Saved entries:
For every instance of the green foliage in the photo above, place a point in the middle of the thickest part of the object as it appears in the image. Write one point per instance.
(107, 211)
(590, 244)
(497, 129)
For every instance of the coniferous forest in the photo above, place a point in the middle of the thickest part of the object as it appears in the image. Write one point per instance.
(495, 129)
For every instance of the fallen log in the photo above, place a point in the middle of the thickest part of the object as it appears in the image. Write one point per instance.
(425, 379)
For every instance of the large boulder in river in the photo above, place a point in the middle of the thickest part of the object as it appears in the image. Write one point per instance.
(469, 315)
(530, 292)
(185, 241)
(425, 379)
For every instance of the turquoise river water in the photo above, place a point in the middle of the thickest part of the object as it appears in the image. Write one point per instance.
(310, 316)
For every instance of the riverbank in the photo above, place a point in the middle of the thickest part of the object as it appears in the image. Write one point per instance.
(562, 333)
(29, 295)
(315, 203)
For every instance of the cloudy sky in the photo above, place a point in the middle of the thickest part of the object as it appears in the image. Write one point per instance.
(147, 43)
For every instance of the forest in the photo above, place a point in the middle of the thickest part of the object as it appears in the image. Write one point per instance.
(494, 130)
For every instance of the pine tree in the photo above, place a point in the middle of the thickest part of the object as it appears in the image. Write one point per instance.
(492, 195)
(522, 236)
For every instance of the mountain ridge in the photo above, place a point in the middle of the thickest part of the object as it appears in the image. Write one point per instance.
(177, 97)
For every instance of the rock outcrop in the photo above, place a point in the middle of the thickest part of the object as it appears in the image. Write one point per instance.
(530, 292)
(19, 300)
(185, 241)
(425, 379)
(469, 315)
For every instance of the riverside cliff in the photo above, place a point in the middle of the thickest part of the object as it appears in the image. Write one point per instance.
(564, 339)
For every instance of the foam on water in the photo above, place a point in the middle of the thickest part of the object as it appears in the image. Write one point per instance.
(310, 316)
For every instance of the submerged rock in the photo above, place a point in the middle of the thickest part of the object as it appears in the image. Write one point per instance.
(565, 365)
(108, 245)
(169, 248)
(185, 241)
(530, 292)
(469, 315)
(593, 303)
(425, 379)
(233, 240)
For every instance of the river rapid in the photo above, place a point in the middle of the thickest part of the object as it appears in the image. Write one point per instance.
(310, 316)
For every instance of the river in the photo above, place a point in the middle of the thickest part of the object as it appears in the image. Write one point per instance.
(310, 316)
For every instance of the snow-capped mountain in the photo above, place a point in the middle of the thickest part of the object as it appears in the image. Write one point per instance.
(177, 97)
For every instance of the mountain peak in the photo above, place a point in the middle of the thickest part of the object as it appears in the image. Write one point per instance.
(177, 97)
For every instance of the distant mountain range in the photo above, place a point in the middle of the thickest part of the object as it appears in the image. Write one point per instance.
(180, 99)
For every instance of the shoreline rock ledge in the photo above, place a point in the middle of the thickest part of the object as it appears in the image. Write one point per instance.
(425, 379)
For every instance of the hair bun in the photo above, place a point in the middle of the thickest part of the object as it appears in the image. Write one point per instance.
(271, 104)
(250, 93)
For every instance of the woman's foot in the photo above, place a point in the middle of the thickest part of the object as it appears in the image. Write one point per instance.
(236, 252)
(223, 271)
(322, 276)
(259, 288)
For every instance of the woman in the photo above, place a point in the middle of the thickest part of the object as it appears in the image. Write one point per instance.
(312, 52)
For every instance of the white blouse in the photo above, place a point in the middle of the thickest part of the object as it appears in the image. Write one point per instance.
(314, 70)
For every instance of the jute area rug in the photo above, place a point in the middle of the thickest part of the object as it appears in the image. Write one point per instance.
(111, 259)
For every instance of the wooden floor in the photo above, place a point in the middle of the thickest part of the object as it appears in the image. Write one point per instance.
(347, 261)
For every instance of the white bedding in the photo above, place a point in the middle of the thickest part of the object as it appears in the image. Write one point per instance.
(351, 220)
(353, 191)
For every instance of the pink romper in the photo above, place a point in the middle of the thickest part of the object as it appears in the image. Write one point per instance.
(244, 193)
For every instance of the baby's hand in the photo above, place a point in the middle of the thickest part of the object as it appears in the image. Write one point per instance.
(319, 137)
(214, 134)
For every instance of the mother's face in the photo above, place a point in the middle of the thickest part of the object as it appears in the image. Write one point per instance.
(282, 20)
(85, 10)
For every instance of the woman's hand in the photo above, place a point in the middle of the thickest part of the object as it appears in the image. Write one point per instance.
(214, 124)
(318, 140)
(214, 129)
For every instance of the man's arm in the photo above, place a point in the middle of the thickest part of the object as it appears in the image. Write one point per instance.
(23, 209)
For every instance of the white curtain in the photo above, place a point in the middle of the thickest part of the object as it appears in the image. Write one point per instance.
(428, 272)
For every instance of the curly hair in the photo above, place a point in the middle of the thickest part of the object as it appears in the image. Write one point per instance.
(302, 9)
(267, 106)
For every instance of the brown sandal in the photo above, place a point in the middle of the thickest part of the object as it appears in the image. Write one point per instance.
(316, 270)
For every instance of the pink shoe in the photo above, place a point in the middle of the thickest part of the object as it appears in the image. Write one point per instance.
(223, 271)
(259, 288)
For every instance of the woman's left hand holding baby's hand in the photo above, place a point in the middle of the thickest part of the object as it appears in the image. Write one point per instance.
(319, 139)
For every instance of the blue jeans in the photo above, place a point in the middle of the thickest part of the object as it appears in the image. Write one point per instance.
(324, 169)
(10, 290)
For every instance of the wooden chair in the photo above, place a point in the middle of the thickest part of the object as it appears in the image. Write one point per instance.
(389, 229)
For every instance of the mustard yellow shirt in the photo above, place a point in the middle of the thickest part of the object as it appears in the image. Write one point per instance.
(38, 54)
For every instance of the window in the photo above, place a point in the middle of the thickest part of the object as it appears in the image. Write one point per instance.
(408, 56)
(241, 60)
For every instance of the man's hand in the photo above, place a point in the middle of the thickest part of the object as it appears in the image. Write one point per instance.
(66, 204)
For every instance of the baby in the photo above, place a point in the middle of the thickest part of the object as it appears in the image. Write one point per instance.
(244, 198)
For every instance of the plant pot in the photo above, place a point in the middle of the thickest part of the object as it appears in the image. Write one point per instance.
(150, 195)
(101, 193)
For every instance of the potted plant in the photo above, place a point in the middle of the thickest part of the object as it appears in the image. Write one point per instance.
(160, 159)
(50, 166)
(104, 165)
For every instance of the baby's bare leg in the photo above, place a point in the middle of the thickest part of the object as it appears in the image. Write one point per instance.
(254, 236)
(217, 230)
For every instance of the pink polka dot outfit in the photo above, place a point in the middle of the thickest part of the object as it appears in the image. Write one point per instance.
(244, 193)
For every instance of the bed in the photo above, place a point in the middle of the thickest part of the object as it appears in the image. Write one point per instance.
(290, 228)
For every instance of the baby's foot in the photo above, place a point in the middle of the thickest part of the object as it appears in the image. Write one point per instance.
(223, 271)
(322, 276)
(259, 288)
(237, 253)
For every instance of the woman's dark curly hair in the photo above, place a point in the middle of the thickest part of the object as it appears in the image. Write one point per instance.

## [ABOUT THIS EXERCISE]
The records above must be output exactly, in full.

## [EXERCISE RESULT]
For every instance of the green foliage in the photo above, place a point in the middle of the thickest part of the object as it appears in the image. Write one point per instance.
(107, 211)
(590, 244)
(497, 129)
For every instance of the coniferous forest in the photo above, place a point in the middle of the thickest part of the object as it appears in the image. Write one point per instance.
(495, 129)
For every instance of the fallen log in the photo above, place a point in the middle of the thickest part of the object as it appears in the image. Write one point per instance.
(425, 379)
For every instance of the large boulder in river in the photo above, place a point in the middle of the thickest part of the object as it appears in the image. Write one point per instance.
(469, 315)
(530, 292)
(185, 241)
(425, 379)
For every instance of the turquoise river water in the photo above, place a point in the middle of the thickest part of the object as it appears in the image. Write one point per instance.
(310, 316)
For every instance of the riverbank in the photo above, place a point in the middle of the thickest part of the object as it appears in the image. Write one point per instance.
(562, 333)
(29, 295)
(315, 203)
For every instance of the cloudy sky in the photo above, place a point in the middle of the thickest part of the object as it appears in the image. Write one point per instance.
(147, 43)
For every instance of the forest in the photo above, place a point in the middle of the thickest part of the object as it appears in the image. Write one point per instance.
(494, 130)
For every instance of the pine tree in the photo above, place a point in the middle of the thickest part of the object as it appears in the image. Write one point per instance.
(492, 195)
(522, 236)
For every instance of the mountain ridge in the photo above, place a point in the middle of the thickest part of the object as it appears in the image. Write one point per instance.
(177, 97)
For every instance of the rock outcrop in the photo above, place a point in the middle of the thickest part of the object as it appears in the image. Write one point per instance.
(530, 292)
(19, 300)
(185, 241)
(425, 379)
(469, 315)
For every instance of the riverside cliff in the photo above, place a point in the middle of the thickest part of the object as it appears in the image. Write one point per instance.
(564, 339)
For every instance of the foam on water in the photo above, place a point in the middle of the thickest part of the object as it appears in the image. Write one point per instance.
(310, 316)
For every instance of the submerged rock in the photo above, place a point in the middle of the thickest part of the object as it appears in the image. Write one point per instance.
(565, 365)
(108, 245)
(169, 248)
(185, 241)
(530, 292)
(469, 315)
(593, 303)
(425, 379)
(233, 240)
For every instance of the river rapid in the photo above, place a point in the middle of the thickest part of the object as it appears in the image. Write one point per instance.
(310, 316)
For every instance of the river in the photo above, place a point in the middle of the thickest part of the object as it appears in the image. Write one point per instance.
(310, 316)
For every instance of the snow-capped mountain in the photo above, place a point in the middle of the thickest part of the object as it appears in the image. Write one point per instance.
(177, 97)
For every instance of the mountain peak in the photo above, place a point in the middle of the thickest part of the object as it appears in the image. Write one point per instance.
(177, 97)
For every instance of the distant mountain range in the photo above, place a point in the middle of the thickest part of the object as it appears in the image. Write one point per instance.
(180, 99)
For every instance of the shoreline rock ledge in the photo above, place a point in the middle of the thickest part of the object as it appears in the image. Write one point per instance.
(425, 379)
For every instance of the hair bun in the photo above, place a point in the middle of the thickest part of the object as it appears in the image. Write one point per instance.
(271, 104)
(250, 93)
For every instance of the woman's foot in the photo above, place a point in the middle of the thickest part of the object as it appears in the image. Write one point per instance.
(236, 252)
(223, 271)
(322, 276)
(259, 288)
For every instance of the woman in the photo above, place a point in the middle of the thickest part of the object as it appears in the image. Write one point per instance.
(312, 52)
For every instance of the white blouse in the photo above, place a point in the middle of the thickest part of the object as it appears in the image. Write one point per instance.
(314, 70)
For every instance of the jute area rug in the photo above, place a point in the middle of the thickest part of the object as it appears in the image. Write one point per instance.
(111, 259)
For every instance of the wooden floor in the photo above, place a point in the middle of the thickest part of the object as it appears in the image. Write one point per instance.
(347, 261)
For every instance of the white bedding in the photo above, place a point in the middle of the thickest part of the object as it appears in the image. Write one point per instance.
(351, 220)
(353, 191)
For every instance of the pink romper in the photo above, place a point in the middle of the thickest part of the object as it appears in the image. Write one point per instance.
(244, 193)
For every instance of the baby's hand in the photo above, place a point in the middle of the thickest part of the object as it appears in the image. Write one point per instance.
(319, 137)
(214, 134)
For every instance of the mother's face in the photo above, place a point in the middle of the thickest part of the object as it appears in the image. Write one point per instance.
(282, 20)
(85, 10)
For every instance of the woman's hand in the photo above, place a point in the middle of the thickest part of the object as it appears in the image. Write one point per instance.
(214, 124)
(318, 140)
(214, 129)
For every instance of the man's arm in the photo above, place a point in the middle of the thickest part of the object as it appears in the image. Write one point per instance.
(23, 209)
For every instance of the white curtain in the photo above, place a point in the middle of the thickest part of the object as it appears in the image. Write one point per instance.
(428, 272)
For every instance of the curly hair in the photo above, place a point in the middle of the thickest part of the object as it appears in the image. Write one point per instance.
(302, 9)
(267, 106)
For every instance of the brown sandal in the photo above, place a point in the middle of the thickest part of the object as it appears in the image. Write one point per instance.
(316, 270)
For every instance of the pink shoe in the photo above, place a point in the middle of the thickest part of the object as it appears in the image. Write one point per instance.
(223, 271)
(259, 288)
For every instance of the woman's left hand holding baby's hand in the photo above, place a point in the middle of the thickest part of the object as it appears in the image. Write one point per instance.
(319, 139)
For every instance of the blue jeans in the photo above, place a point in the middle of the thickest part of the object as it appears in the image. Write one point per instance.
(324, 169)
(10, 290)
For every instance of the wooden chair in the photo above, place a point in the middle of the thickest part of the object as it appears in the image. Write one point per instance.
(389, 229)
For every instance of the mustard yellow shirt in the photo above, place a point in the middle of the thickest part of the object as it appears in the image. Write one point per instance.
(38, 54)
For every instance of the window in the photo above, place a point in the middle of the thickest part of the object as it appears in the image. Write one point per instance.
(408, 56)
(241, 60)
For every instance of the man's hand in the photo above, place a point in the middle of the thickest part of the object as it appears in the image. Write one point per instance.
(66, 204)
For every instance of the baby in the photo above, place a point in the middle of the thickest part of the object as it appears in the image. Write one point per instance.
(244, 198)
For every instance of the plant pot in the photo above, place a point in the middle of the thickest part of the object as it appears in the image. Write one point per instance.
(150, 195)
(101, 193)
For every instance of the potted plant in the photo above, place a point in the middle of the thickest part of the object as it appears in the image. Write one point per instance.
(160, 159)
(50, 166)
(104, 165)
For every instance of the baby's bare leg in the photo above, place a point in the middle of the thickest part of the object as it appears in the image. Write one point per instance.
(254, 236)
(217, 230)
For every instance of the pink polka dot outfit in the photo above, place a point in the middle of the thickest part of the object as it appears in the image. Write one point per instance.
(244, 193)
For every instance of the bed in the photo above, place a point in the middle of the thickest part of the object as it appears in the image. Write one point per instance.
(290, 228)
For every instance of the baby's foot in the photo above, place a point in the middle of the thickest part of the object as it appears in the image. Write one point per instance.
(223, 271)
(322, 276)
(259, 288)
(237, 253)
For every instance of the woman's dark curly hair in the photo above, place a point in the middle of the thickest part of the object as it appears in the image. Write one point per instance.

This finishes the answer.